__DIRECTIONS FOR THIS TASK__: Everything in the data below is left aside except the lines from the one containing "point: paper sign" through the one containing "point: elderly woman"; repeat those exactly.

== Segment start ==

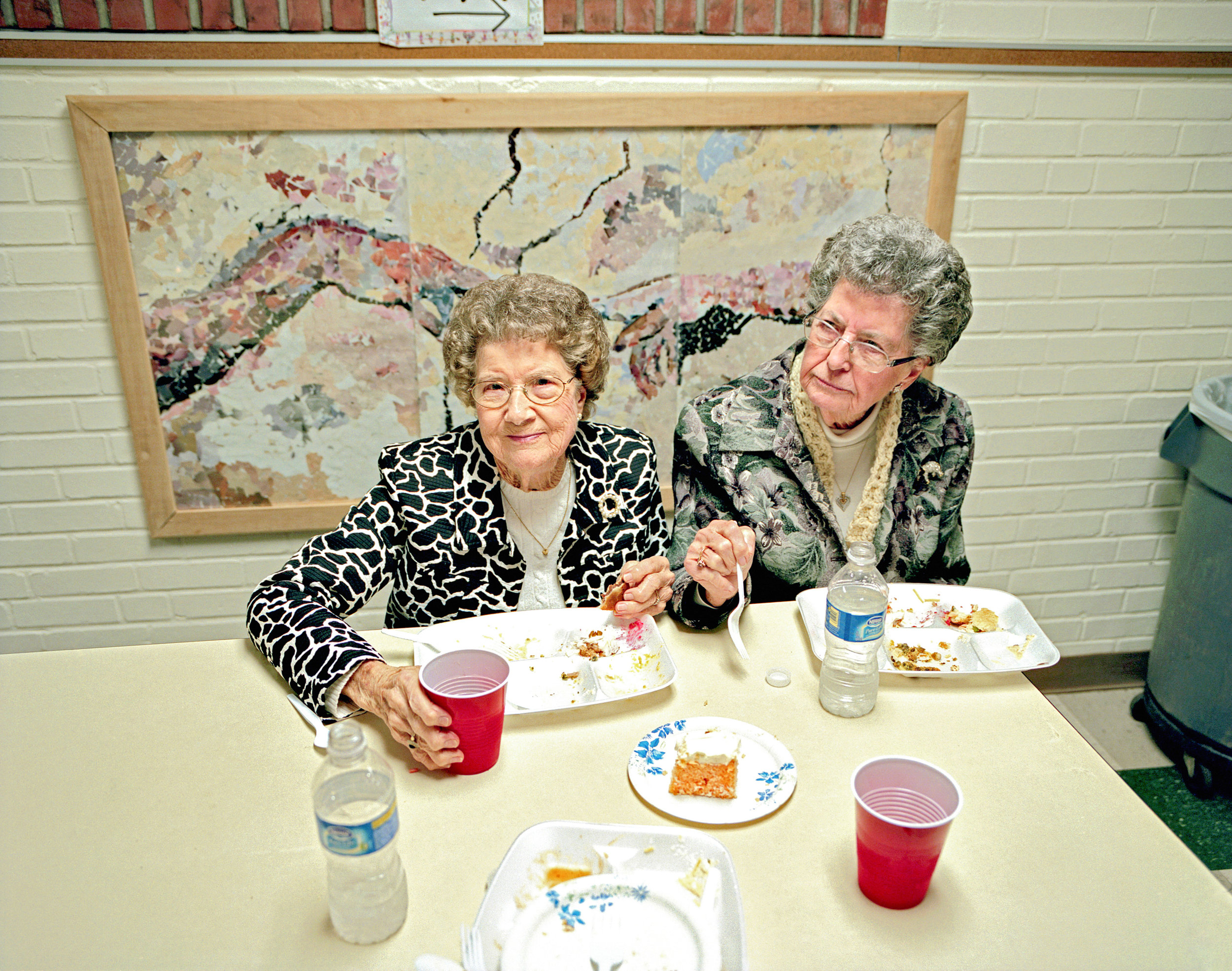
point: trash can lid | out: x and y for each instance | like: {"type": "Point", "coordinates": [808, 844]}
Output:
{"type": "Point", "coordinates": [1211, 401]}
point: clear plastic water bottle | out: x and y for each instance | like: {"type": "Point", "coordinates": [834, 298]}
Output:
{"type": "Point", "coordinates": [358, 822]}
{"type": "Point", "coordinates": [856, 624]}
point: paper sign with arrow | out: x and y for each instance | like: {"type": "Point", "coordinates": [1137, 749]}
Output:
{"type": "Point", "coordinates": [433, 23]}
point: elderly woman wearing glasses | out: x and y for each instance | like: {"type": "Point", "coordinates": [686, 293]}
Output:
{"type": "Point", "coordinates": [530, 507]}
{"type": "Point", "coordinates": [837, 439]}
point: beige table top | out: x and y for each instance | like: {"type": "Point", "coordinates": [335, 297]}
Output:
{"type": "Point", "coordinates": [157, 814]}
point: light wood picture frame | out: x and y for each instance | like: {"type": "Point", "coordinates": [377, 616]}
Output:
{"type": "Point", "coordinates": [97, 120]}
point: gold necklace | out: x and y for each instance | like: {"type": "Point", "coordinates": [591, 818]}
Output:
{"type": "Point", "coordinates": [843, 497]}
{"type": "Point", "coordinates": [565, 517]}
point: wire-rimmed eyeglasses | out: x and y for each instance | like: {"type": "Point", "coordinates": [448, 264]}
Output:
{"type": "Point", "coordinates": [866, 357]}
{"type": "Point", "coordinates": [538, 391]}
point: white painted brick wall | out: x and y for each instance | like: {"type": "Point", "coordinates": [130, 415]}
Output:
{"type": "Point", "coordinates": [1095, 212]}
{"type": "Point", "coordinates": [1061, 21]}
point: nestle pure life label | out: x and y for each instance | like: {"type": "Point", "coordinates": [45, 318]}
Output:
{"type": "Point", "coordinates": [359, 841]}
{"type": "Point", "coordinates": [854, 626]}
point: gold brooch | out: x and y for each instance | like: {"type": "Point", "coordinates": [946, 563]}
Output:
{"type": "Point", "coordinates": [610, 504]}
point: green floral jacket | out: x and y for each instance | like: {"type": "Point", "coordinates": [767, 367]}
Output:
{"type": "Point", "coordinates": [740, 455]}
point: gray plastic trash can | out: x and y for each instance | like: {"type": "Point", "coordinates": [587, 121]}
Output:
{"type": "Point", "coordinates": [1188, 700]}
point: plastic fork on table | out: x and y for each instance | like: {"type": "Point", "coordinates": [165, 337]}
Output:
{"type": "Point", "coordinates": [319, 727]}
{"type": "Point", "coordinates": [733, 619]}
{"type": "Point", "coordinates": [607, 939]}
{"type": "Point", "coordinates": [472, 949]}
{"type": "Point", "coordinates": [322, 731]}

== Segment end ==

__SOLUTION FOR THIS PROBLEM__:
point: paper sign with arrow | out: x and y for each instance | like: {"type": "Point", "coordinates": [1137, 749]}
Output:
{"type": "Point", "coordinates": [433, 23]}
point: elderly woman wearing glasses | out: x and y for each instance | like: {"type": "Point", "coordinates": [686, 293]}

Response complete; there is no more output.